--- Exercise prompt ---
Could you write out every record below exactly, leaving the pictures out?

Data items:
-- -- --

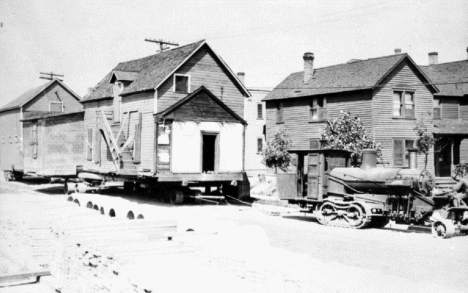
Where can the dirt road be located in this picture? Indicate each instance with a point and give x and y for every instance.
(334, 259)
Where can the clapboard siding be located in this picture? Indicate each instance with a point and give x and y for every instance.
(449, 108)
(204, 70)
(464, 111)
(136, 104)
(386, 127)
(297, 116)
(90, 119)
(10, 140)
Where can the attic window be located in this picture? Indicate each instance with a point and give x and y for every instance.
(55, 107)
(181, 83)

-- -- --

--- Exercise output ---
Where can the dirt road be located in this picture? Indicate each instance with a point and give x and y for every instance.
(334, 259)
Where can the clapboard siding be located in this picture? Indicate each instance with a point and give x and y for every instance.
(449, 108)
(204, 70)
(464, 111)
(136, 104)
(386, 127)
(297, 116)
(90, 119)
(10, 140)
Where can the attic window be located in this picture? Indicate each instance with a point and give x and y for every instance.
(55, 107)
(181, 83)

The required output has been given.